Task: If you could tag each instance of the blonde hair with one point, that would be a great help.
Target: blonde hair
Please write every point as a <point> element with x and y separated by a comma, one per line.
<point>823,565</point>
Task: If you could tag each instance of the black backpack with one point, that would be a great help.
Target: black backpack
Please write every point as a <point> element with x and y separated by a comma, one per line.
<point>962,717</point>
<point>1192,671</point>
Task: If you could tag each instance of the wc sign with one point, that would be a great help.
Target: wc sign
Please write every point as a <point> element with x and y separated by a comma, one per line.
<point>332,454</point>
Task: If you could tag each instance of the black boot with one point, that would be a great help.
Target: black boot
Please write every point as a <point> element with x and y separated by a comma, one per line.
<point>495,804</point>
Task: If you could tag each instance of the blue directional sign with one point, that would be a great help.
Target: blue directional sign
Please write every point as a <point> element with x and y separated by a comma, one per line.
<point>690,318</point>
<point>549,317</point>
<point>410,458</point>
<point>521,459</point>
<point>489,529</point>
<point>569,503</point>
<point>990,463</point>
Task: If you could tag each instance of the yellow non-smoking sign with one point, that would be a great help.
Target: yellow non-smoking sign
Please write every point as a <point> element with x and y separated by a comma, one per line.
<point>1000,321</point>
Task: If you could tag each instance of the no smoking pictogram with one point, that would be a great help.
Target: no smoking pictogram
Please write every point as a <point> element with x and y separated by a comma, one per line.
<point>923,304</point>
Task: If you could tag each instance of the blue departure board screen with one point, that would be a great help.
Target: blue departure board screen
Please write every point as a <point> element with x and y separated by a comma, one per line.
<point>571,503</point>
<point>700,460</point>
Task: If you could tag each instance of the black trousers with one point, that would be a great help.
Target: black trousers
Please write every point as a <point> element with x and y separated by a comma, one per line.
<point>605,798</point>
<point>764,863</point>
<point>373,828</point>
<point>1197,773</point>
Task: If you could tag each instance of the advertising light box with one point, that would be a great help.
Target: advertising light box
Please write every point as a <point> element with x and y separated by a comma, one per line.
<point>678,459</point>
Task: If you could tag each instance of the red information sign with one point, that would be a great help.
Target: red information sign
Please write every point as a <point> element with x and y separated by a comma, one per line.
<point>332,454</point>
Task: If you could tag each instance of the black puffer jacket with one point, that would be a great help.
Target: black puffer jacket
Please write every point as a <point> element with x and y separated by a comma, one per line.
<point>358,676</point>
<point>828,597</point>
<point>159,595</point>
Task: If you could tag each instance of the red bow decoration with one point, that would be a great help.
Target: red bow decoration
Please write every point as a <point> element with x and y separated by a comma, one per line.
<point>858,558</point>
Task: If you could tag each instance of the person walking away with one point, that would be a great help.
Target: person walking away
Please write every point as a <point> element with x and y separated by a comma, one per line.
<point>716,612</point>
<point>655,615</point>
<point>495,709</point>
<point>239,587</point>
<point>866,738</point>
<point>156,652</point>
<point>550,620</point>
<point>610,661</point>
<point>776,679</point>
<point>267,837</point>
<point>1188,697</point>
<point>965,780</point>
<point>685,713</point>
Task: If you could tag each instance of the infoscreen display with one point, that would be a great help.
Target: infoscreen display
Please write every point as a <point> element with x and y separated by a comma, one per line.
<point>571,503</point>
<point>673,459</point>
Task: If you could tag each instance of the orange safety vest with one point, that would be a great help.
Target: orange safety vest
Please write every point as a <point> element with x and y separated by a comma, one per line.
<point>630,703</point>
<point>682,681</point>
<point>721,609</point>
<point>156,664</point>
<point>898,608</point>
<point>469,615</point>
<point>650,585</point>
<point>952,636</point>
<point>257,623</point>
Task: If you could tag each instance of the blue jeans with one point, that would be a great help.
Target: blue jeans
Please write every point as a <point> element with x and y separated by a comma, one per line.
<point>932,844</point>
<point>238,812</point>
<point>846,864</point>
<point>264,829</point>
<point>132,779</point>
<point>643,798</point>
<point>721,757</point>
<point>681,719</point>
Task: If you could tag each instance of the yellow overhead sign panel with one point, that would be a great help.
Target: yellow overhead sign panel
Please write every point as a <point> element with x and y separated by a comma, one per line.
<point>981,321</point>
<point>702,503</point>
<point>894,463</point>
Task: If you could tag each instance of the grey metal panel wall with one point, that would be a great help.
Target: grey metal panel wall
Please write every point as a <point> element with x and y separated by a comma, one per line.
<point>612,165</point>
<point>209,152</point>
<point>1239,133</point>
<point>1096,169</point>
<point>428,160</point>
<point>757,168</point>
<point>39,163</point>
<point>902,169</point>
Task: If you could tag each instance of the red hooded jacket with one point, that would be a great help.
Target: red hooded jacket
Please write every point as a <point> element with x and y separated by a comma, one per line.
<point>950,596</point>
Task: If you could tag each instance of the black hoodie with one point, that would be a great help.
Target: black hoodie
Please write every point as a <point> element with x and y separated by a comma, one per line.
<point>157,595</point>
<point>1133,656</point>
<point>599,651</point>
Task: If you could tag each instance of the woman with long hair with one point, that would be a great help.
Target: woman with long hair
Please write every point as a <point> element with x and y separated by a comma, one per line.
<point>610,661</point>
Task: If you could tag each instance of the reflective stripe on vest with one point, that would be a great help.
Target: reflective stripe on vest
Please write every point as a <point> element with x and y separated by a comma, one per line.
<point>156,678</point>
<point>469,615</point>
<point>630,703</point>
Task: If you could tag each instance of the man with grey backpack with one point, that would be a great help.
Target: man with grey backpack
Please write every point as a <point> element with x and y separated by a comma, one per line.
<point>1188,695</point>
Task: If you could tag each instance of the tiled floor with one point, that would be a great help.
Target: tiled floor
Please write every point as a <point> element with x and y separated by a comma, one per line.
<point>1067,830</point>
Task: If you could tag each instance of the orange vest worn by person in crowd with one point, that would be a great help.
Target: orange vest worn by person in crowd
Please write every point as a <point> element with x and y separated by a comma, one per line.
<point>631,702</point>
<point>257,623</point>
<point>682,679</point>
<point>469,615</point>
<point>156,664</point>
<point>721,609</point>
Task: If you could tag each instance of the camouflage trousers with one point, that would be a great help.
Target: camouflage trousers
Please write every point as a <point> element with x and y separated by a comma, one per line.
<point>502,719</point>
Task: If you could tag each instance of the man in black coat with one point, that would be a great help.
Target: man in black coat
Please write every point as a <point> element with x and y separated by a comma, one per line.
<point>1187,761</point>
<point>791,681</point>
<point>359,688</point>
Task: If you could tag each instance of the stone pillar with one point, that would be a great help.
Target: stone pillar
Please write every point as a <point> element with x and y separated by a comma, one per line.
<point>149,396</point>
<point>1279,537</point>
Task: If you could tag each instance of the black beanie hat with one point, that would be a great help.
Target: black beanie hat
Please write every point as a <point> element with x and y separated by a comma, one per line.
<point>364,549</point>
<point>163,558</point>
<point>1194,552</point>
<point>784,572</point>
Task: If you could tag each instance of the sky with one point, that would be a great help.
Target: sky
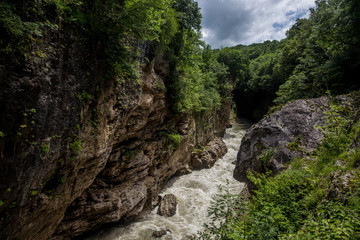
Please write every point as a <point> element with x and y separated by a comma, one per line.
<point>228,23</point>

* * *

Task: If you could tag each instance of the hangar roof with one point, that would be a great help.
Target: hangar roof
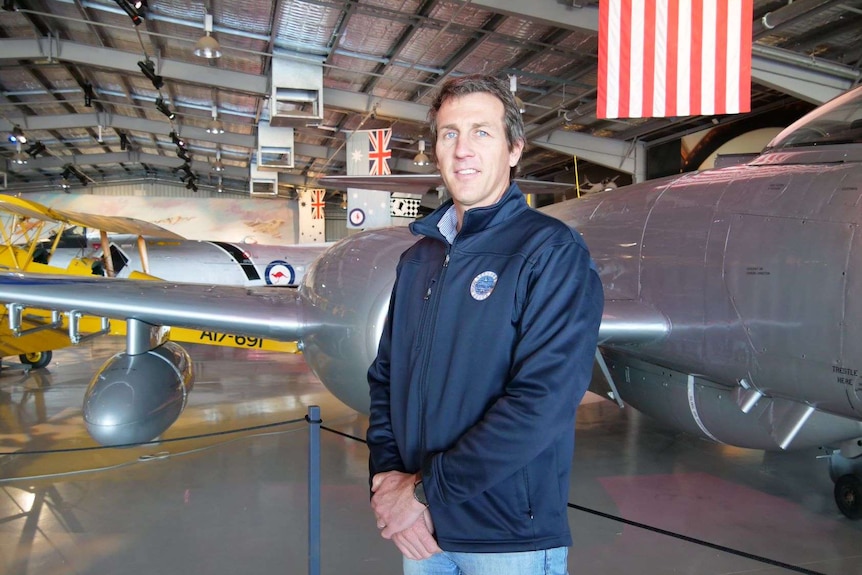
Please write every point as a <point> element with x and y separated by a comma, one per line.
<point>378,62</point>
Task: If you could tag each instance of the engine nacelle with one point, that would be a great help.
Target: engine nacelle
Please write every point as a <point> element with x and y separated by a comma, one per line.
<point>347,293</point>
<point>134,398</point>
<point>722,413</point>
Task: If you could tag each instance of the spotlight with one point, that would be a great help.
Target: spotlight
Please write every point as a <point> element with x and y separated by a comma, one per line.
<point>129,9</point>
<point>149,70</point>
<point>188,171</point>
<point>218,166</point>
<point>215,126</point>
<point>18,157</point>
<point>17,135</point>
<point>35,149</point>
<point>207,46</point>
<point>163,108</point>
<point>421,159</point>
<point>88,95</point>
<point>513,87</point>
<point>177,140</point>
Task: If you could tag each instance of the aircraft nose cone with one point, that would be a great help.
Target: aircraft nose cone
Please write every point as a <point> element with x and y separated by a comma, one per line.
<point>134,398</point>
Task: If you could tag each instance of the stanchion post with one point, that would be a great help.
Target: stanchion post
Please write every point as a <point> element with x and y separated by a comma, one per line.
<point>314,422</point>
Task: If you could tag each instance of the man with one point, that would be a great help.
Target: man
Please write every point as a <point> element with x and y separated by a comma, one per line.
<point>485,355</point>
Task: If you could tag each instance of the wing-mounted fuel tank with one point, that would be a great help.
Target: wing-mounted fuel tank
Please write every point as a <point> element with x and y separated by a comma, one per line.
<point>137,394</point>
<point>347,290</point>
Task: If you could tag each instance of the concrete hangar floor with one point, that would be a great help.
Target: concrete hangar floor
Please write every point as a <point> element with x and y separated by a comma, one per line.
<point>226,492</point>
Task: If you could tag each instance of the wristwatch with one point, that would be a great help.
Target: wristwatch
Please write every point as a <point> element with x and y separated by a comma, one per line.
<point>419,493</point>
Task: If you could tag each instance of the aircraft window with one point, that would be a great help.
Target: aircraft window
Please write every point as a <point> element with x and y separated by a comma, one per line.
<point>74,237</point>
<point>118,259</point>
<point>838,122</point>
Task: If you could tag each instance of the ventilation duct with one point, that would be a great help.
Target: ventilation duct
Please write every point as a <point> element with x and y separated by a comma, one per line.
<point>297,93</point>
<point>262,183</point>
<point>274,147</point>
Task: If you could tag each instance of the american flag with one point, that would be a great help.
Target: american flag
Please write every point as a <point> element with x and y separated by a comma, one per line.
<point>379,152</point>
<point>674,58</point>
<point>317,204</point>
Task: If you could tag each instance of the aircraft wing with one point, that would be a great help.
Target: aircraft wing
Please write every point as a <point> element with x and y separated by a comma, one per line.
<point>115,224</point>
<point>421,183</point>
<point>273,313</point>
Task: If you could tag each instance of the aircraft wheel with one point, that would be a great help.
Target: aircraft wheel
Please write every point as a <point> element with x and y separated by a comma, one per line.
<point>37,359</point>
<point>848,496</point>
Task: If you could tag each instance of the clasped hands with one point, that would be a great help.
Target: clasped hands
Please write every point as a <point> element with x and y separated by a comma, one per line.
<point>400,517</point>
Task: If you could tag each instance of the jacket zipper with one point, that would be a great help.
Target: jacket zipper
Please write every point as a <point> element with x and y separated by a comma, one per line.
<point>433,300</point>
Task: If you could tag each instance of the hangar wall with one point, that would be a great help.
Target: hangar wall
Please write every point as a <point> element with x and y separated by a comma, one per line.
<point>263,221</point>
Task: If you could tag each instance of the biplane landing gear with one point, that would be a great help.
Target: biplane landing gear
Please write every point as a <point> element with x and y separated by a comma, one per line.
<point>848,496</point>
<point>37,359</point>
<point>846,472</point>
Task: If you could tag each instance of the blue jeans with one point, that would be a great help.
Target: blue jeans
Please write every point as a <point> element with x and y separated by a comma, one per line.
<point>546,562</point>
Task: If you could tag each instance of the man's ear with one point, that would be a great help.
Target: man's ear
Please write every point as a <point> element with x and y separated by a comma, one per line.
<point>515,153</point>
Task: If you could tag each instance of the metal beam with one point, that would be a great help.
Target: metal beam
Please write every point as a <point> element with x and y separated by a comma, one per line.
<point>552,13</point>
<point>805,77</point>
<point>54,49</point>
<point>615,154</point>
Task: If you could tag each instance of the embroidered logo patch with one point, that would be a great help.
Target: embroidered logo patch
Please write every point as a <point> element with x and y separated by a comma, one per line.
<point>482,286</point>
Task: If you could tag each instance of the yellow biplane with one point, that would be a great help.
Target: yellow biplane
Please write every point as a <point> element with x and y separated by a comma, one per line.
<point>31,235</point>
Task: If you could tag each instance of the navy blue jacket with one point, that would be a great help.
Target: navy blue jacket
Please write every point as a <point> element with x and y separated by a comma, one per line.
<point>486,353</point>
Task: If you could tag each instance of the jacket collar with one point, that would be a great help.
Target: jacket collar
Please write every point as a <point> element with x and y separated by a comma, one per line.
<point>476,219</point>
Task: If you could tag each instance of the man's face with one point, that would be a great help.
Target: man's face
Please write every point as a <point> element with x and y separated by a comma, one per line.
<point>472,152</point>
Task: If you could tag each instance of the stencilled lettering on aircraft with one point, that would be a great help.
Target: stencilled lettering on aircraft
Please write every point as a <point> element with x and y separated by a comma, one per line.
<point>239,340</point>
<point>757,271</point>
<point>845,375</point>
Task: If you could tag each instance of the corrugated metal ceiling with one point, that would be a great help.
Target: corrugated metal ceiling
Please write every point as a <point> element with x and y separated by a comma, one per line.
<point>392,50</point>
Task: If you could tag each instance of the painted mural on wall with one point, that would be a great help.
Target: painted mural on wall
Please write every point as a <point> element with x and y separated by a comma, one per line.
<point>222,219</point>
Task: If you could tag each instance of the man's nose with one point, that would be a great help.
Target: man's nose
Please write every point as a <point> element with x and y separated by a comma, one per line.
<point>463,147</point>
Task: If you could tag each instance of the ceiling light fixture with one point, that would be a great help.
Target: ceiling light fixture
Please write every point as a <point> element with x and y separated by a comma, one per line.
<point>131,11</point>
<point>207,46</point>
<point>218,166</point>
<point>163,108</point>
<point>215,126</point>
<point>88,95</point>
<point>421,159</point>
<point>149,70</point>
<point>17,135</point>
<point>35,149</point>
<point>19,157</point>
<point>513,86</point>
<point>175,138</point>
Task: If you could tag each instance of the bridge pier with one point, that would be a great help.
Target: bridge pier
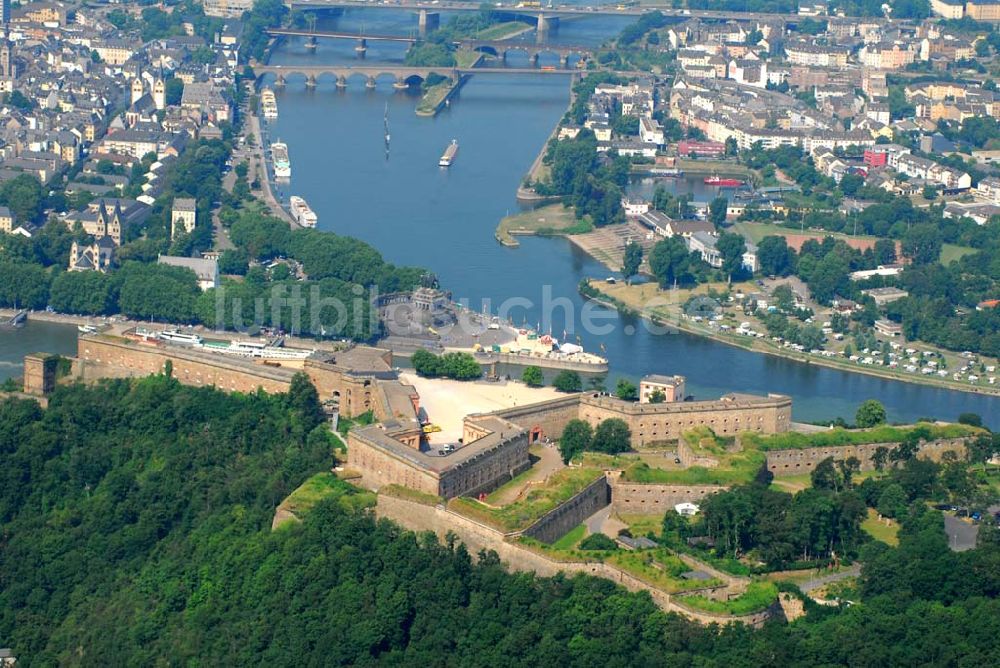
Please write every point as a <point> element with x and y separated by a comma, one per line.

...

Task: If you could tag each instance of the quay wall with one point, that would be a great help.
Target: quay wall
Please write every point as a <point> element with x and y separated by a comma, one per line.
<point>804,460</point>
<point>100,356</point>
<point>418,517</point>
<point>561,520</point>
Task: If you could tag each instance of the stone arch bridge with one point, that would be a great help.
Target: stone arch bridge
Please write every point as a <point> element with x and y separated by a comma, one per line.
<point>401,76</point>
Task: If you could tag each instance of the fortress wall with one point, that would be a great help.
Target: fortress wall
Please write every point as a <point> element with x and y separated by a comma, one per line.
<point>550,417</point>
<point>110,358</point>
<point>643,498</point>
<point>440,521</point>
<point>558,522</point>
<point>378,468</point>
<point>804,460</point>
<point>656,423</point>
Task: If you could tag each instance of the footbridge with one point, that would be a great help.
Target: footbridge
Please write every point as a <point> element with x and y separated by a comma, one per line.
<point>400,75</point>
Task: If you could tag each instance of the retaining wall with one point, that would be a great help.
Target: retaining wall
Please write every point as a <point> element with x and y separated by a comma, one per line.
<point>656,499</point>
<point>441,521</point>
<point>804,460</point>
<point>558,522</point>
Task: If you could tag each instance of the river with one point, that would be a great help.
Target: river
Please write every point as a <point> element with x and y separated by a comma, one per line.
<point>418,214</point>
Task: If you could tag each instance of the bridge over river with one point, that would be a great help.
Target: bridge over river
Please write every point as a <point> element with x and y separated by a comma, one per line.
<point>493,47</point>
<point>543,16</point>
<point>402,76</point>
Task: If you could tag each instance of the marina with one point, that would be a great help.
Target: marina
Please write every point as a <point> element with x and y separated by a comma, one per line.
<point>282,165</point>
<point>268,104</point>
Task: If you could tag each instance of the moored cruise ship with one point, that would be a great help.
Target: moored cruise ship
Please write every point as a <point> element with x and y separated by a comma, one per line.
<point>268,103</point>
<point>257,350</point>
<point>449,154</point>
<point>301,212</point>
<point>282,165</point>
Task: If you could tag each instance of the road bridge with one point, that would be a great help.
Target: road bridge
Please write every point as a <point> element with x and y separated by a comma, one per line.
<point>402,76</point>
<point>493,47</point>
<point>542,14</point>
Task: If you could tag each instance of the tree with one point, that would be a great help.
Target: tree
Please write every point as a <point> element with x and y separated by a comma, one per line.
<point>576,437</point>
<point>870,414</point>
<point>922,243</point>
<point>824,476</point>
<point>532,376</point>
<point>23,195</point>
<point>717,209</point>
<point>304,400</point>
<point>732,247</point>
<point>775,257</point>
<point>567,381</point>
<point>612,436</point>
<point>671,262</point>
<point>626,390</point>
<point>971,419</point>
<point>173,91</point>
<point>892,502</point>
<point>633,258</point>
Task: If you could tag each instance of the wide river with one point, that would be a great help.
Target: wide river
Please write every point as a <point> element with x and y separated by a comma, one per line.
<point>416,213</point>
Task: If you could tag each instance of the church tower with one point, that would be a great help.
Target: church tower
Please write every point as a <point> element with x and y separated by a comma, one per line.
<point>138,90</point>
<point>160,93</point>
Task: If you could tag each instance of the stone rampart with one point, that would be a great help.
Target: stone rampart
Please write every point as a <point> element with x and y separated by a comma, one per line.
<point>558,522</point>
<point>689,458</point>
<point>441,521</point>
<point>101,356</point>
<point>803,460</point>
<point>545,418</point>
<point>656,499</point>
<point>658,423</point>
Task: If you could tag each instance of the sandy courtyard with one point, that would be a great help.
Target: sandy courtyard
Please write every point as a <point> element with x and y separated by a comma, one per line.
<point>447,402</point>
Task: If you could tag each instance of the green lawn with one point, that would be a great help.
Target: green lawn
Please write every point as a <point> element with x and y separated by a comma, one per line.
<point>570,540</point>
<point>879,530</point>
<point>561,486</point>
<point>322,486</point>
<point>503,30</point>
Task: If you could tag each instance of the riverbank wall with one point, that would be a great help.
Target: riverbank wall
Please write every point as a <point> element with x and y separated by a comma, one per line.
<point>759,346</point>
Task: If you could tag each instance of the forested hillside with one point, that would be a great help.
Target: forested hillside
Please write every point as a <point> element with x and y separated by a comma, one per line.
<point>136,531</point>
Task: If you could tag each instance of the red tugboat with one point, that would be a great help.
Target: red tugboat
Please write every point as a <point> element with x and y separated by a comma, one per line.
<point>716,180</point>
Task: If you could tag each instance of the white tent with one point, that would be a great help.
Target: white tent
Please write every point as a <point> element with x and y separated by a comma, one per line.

=== Work to complete ===
Retype the entries above exactly, but only from the line containing "Task: If you could tag each instance of the orange vest" through the line containing "Target: orange vest worn by person in crowd", both included.

=== Solved exercise ===
Task: If you could tag each instance of the orange vest worn by person in crowd with one point, that would be a great help.
Target: orange vest worn by person in crowd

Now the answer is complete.